§ EXTRACTED ENTRIES
⁂
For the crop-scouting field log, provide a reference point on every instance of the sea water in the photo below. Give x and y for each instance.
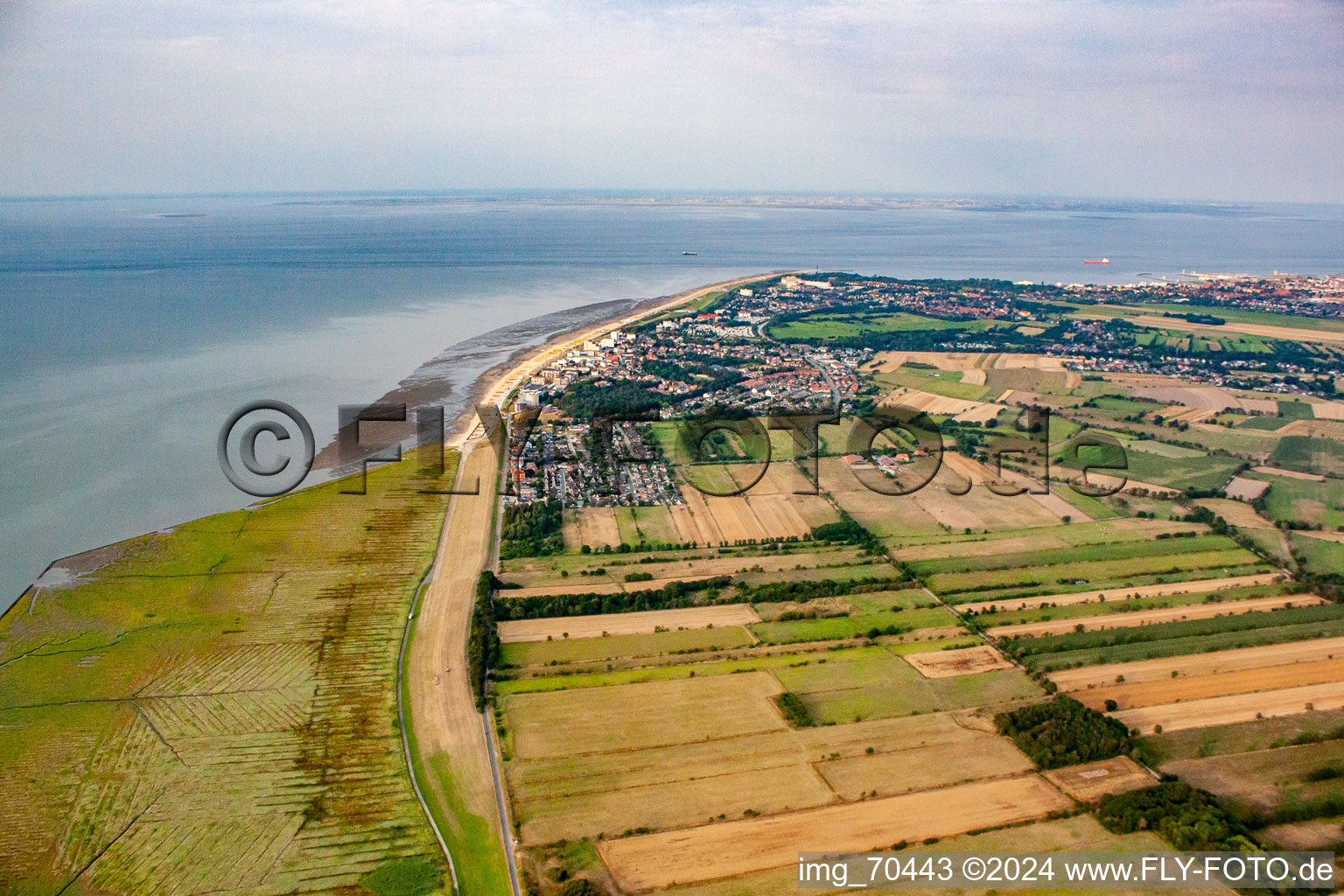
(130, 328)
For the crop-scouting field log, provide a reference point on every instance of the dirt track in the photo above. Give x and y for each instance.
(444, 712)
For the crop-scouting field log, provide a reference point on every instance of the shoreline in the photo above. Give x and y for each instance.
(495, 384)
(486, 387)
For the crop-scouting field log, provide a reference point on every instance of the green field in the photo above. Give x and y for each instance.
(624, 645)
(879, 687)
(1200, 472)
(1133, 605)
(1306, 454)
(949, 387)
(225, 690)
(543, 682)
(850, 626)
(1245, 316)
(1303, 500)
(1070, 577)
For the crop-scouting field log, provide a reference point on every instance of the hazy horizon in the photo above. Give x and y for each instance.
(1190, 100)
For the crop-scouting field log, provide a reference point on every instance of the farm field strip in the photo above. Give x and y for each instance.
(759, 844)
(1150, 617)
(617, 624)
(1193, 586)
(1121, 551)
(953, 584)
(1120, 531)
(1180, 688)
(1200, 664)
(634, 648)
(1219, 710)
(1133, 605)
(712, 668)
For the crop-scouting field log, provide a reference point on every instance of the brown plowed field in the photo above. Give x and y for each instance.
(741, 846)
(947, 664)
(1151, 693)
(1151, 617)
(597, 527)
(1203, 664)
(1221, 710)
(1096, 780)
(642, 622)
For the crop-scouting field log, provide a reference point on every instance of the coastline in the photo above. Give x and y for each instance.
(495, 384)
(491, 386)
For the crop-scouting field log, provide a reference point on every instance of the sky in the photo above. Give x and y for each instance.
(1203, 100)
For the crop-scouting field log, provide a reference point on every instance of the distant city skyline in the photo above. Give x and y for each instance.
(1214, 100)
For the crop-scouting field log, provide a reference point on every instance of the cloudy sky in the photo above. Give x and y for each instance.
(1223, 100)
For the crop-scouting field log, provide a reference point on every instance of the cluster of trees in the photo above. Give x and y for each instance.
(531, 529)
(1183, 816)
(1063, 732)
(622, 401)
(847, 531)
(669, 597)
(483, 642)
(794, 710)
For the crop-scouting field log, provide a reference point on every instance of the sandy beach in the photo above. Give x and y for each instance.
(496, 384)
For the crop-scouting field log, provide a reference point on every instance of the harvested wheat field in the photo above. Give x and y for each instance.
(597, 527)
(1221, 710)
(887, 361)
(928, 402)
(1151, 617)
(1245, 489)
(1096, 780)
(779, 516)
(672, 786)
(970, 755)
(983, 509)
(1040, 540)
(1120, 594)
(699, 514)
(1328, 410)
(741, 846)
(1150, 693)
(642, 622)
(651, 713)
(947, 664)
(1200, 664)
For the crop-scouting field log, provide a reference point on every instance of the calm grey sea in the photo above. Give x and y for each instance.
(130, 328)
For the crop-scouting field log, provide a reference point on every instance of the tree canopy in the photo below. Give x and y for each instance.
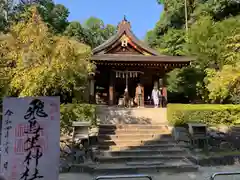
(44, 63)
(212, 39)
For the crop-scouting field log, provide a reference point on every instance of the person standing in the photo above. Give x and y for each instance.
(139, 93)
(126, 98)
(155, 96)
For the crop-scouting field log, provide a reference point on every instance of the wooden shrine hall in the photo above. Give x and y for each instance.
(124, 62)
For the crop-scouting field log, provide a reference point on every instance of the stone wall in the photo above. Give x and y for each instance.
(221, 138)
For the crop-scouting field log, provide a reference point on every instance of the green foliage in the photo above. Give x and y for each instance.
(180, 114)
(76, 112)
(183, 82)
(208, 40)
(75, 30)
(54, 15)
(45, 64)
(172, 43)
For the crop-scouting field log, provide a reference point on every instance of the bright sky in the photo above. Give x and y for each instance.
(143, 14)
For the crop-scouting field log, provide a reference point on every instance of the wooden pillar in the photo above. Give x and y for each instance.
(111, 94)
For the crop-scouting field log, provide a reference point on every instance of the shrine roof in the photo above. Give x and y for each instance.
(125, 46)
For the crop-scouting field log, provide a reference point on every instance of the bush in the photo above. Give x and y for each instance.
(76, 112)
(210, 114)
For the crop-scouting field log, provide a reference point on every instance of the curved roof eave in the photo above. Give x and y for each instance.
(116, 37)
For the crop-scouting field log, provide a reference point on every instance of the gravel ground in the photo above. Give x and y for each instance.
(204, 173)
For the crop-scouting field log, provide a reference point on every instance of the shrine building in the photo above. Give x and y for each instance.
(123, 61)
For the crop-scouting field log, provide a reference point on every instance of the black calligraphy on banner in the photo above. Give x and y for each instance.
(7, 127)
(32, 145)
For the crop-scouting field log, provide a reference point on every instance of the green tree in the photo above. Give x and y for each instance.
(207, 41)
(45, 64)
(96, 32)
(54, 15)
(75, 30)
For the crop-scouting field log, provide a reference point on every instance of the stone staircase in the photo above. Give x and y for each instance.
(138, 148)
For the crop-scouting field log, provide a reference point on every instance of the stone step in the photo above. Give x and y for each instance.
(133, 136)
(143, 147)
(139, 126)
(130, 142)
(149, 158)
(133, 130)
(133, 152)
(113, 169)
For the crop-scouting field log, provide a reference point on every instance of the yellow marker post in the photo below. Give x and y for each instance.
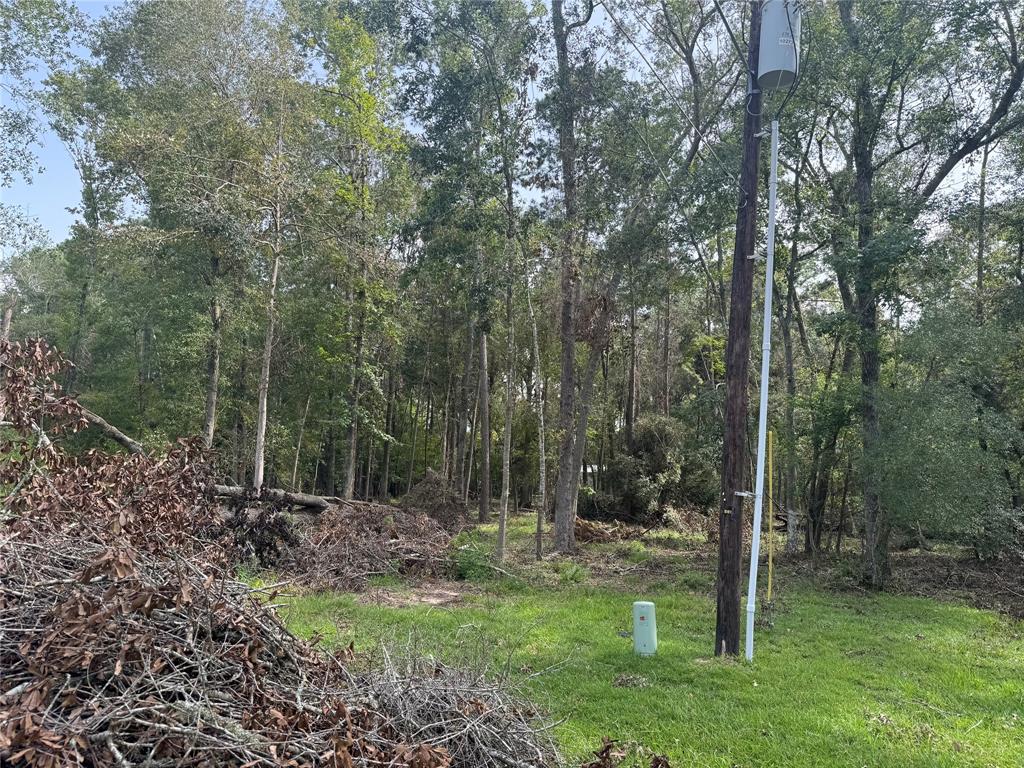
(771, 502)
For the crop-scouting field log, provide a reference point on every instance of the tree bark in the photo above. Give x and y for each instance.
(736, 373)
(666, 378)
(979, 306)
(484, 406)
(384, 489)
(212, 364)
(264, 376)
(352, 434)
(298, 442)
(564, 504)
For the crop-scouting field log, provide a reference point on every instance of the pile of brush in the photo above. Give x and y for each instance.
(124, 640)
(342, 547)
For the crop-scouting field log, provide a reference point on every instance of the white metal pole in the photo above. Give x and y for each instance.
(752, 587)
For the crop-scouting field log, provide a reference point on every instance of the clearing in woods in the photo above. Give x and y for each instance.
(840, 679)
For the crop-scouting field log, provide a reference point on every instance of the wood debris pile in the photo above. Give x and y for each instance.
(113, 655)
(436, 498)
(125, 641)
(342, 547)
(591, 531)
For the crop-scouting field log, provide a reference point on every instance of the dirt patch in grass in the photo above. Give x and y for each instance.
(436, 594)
⁂
§ GIVEN TASK
Copy out all the records exactly, excluding pictures.

§ WRITTEN SOLUTION
For the crop-scouting field log, provide a reference point on every instance of the sea water in the photo below. Give x and y for each instance.
(130, 328)
For the crop-scouting field log, provide a reference point on every instance of the dirt track in the photo above. Give x and y for each instance.
(444, 712)
For the crop-scouting field log, provide a reference point on every instance of the shoreline in the photo above. Give x and y for each instance.
(495, 384)
(486, 387)
For the crop-scouting field log, provide a reference point on every instance of the green field in the photo above. Give x and y for each instance.
(624, 645)
(879, 687)
(1200, 472)
(1133, 605)
(1306, 454)
(949, 387)
(225, 690)
(543, 682)
(850, 626)
(1245, 316)
(1303, 500)
(1070, 577)
For the crop-scouting field log, provide a reference point on every instance of the hazy horizon in the photo above. Give x and y for each instance.
(1190, 100)
For the crop-scouting field log, provide a reference point on every instance of the farm field strip in the photo above. Give x and y for each instance.
(759, 844)
(1150, 617)
(617, 624)
(1193, 586)
(1121, 551)
(953, 584)
(1120, 531)
(1180, 688)
(1200, 664)
(634, 648)
(1219, 710)
(1133, 605)
(712, 668)
For the crop-scouting field log, provide a reference point on every instance of the brown plowed field in the photo above. Give x and y for each instance.
(741, 846)
(947, 664)
(1151, 693)
(1151, 617)
(597, 527)
(1203, 664)
(1221, 710)
(1096, 780)
(642, 622)
For the crop-scouting field log, provide a reference point on every instance of the coastline in the photo above. Give x and y for each instance.
(495, 384)
(491, 386)
For the crop-scouting field log, provide a reference point on every instance of the sky in the photo above. Give x and y for each instance.
(1203, 100)
For the crop-scouting field log, provide a reference point on every instance of the distant city skyline in the photo above. Give x and y for each instance.
(1214, 100)
For the crop-scouting field log, provide a reference point on every instance of the cloudy sky in the photo above. Give x and y for each instance.
(1223, 100)
For the crop-scouting field log, provide a reference point on every instance of the cluster of trees in the photo above. Give x and y for each instance.
(531, 529)
(1183, 816)
(1063, 732)
(622, 401)
(847, 531)
(669, 597)
(483, 642)
(794, 710)
For the crop-scouting field log, provide a reference point on every instance of the sandy beach in the photo above. Give x and y for each instance.
(496, 384)
For the crop-scouting field log, provide a reference point on every instance of the harvested wheat field in the photo above. Give x and y for each instance.
(597, 527)
(1221, 710)
(887, 361)
(928, 402)
(1151, 617)
(1245, 489)
(1096, 780)
(779, 516)
(672, 786)
(970, 755)
(983, 509)
(1040, 540)
(1120, 594)
(699, 514)
(1328, 410)
(741, 846)
(1150, 693)
(642, 622)
(651, 713)
(947, 664)
(1200, 664)
For the crop-scouting field log, provide a reference point on every instance of the calm grey sea in the photo above. Give x and y for each instance.
(130, 328)
For the crop-scouting field log, provide a reference point on every instance of the tree canopy in the photo below. Give x and y for each instance.
(44, 63)
(212, 39)
For the crop-scouting field log, provide a reference point on every instance of the person standing in the photo above. Give x and y for each instance.
(139, 93)
(126, 98)
(155, 96)
For the crop-scouting field log, provide a reference point on every instance of the wooden shrine hall in the photo above. Give x and y for each instance.
(124, 62)
For the crop-scouting field log, provide a reference point on every instance of the stone wall in the photo above. Give x and y for each instance.
(221, 138)
For the crop-scouting field log, provide a reference point on every instance of the green foliage in the photo above. Give x and y for each instance.
(180, 114)
(76, 112)
(183, 82)
(208, 40)
(75, 30)
(54, 15)
(45, 64)
(172, 43)
For the crop-scouting field log, provide a reference point on every instance of the bright sky in the photo above. Give x and y for each instance.
(143, 14)
For the crop-scouting field log, provide a reference point on every instance of the wooden pillar in the photo above. Give x and y for each instance.
(111, 94)
For the crop-scouting field log, provide a reference point on every instance of the shrine roof in the photo above. Give x and y for each instance.
(125, 46)
For the crop-scouting field log, provide a reference point on every instance of the bush in the photo above. Give x and y for each instance.
(76, 112)
(210, 114)
For the crop-scouting field log, provide a reference point on every instance of the curved roof eave in the photo above. Give x and y for each instance.
(116, 37)
For the crop-scouting field log, provide a reference point on every instance of the gravel ground in the photo above. Give x and y for each instance.
(204, 173)
For the crop-scouting field log, provide a reference point on every instance of the shrine building in the photo above. Give x and y for each instance.
(123, 61)
For the crop-scouting field log, provide a reference point on every instance of the black calligraphy on banner in the photo above. Give x and y for each instance.
(7, 127)
(32, 145)
For the crop-scouting field log, provide a reference point on every instance of the green tree in the photo above. Give x and y for each instance.
(207, 41)
(45, 64)
(96, 32)
(54, 15)
(75, 30)
For the crop-scouting field log, provide a reference point on every instance of the stone staircase in the photo above. Give x and y for each instance.
(138, 148)
For the crop-scouting field log, provide a reference point on every instance of the stone step in the photo above. Give x and y for each instance.
(133, 136)
(143, 147)
(139, 126)
(130, 142)
(149, 158)
(133, 130)
(133, 152)
(113, 169)
For the crop-scouting field log, provide a reference point on every instance of the yellow marker post in the photo below. Give x and y for each instance.
(771, 502)
For the crop-scouting field log, provide a reference point on every instance of the tree bark in the photo above. Give x and y for each instance.
(736, 373)
(666, 378)
(979, 306)
(484, 406)
(384, 489)
(212, 364)
(264, 376)
(352, 434)
(298, 442)
(564, 504)
For the crop-scouting field log, provide a reference point on every instance of the pile of brush in the photo above. Give x and y for each instance.
(124, 640)
(342, 547)
For the crop-scouting field log, provide a reference point on every instance of the white metal pole in the photo above. Give x and y for each instance.
(752, 587)
For the crop-scouting field log, provide a reference point on every instance of the clearing in woods in the photo above. Give x and y for each instance.
(840, 679)
For the crop-scouting field log, provide a reference point on every instance of the wood debris pile in the photo above. Give x and y for each instance.
(113, 655)
(436, 498)
(125, 641)
(342, 547)
(591, 531)
For the crop-scouting field log, provide a reference point on every instance of the dirt patch in grass in the photo above. Give x and y for each instance.
(436, 594)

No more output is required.